» Assignment
Below are records; output exactly the lines from the one with "the white window" through their final line.
------------------------------------------------------------
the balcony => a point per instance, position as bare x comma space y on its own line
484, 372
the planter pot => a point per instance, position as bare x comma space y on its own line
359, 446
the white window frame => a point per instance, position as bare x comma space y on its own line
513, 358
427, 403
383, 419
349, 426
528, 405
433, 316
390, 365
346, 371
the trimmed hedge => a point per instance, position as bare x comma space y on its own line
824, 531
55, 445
------------------------------------------------------------
» Answer
the white window frame => a point per instance, position as bare x comma space y on its own line
513, 358
427, 403
383, 419
349, 426
528, 405
433, 316
390, 365
346, 371
the trimmed hedge => a point per instance, position as bare x comma space y on its own line
824, 531
55, 445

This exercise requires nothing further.